[[ READING TEXT, beginning ]]
Kuki militant groups who were agreeable to the application of Schedule VI of the Indian Constitution in the hill areas and thereafter to a tribal autonomous council up until May 2023 now say they can no longer settle for anything short of a Union territory and a separate administration, something that Meiteis are unwilling to even consider.


Meiteis residing in the hills have equally distressing experiences to share. However, while they have been able to return to Imphal and lead comparatively normal and secure lives, thousands of Kukis continue to live in relief camps, deprived of healthcare, and entirely dependent on relief materials being sent by compassionate donors from across the country and abroad.

Medical volunteers, doctors and counsellors have been visiting the camps to provide healing and trauma counselling. Hundreds are carrying scars that may never heal—having seen loved ones being brutally killed before their eyes. Does Imphal or New Delhi give a damn? That’s the question increasingly being asked in the other six of the Seven Sisters as well.

The cynical view is that New Delhi couldn’t care less for a region that sends only 25 MPs to the Lok Sabha. Mizoram is headed for assembly polls next month but why would Delhi worry over a state that sends only one MP?
[[ READING TEXT, end ]]
[[ ENTRIES PROVIDED, beginning ]]
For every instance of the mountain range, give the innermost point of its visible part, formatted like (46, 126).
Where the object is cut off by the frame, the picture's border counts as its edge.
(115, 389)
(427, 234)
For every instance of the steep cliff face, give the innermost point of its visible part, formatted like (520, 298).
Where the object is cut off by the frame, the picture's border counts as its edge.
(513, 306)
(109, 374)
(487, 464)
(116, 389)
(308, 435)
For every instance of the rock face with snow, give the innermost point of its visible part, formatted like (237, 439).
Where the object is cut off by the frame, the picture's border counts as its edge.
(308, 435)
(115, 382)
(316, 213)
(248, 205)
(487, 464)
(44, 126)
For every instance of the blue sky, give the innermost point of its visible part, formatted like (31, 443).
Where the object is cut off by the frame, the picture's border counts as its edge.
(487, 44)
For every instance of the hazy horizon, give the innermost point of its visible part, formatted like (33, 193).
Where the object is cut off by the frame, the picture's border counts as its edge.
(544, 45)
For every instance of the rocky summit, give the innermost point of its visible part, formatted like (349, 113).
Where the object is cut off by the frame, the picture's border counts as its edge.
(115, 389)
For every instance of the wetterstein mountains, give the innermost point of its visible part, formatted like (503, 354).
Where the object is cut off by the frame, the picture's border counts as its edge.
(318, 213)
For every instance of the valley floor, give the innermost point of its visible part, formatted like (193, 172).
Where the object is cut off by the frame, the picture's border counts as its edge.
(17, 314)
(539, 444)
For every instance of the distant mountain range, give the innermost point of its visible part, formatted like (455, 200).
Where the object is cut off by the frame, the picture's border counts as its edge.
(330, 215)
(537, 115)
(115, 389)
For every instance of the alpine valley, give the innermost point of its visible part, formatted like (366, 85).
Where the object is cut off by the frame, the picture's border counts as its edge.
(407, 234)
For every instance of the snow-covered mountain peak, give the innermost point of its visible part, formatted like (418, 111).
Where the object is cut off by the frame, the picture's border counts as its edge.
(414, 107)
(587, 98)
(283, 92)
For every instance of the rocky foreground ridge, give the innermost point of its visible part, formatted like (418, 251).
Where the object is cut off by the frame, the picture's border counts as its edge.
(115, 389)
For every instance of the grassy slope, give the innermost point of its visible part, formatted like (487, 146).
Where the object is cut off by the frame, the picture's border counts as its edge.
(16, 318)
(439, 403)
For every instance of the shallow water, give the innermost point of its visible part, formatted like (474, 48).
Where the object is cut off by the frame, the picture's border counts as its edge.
[[ ENTRIES PROVIDED, end ]]
**PROBLEM SET**
1 – Retype the passage about Kukis and Meiteis from "Meiteis residing in" to "Sisters as well.".
2 – In the passage about Kukis and Meiteis, what do Kuki militant groups now say they can no longer settle for anything short of?
Rely only on the passage about Kukis and Meiteis.

**REPLIES**
1 –
Meiteis residing in the hills have equally distressing experiences to share. However, while they have been able to return to Imphal and lead comparatively normal and secure lives, thousands of Kukis continue to live in relief camps, deprived of healthcare, and entirely dependent on relief materials being sent by compassionate donors from across the country and abroad.

Medical volunteers, doctors and counsellors have been visiting the camps to provide healing and trauma counselling. Hundreds are carrying scars that may never heal—having seen loved ones being brutally killed before their eyes. Does Imphal or New Delhi give a damn? That’s the question increasingly being asked in the other six of the Seven Sisters as well.

2 – A Union territory and a separate administration.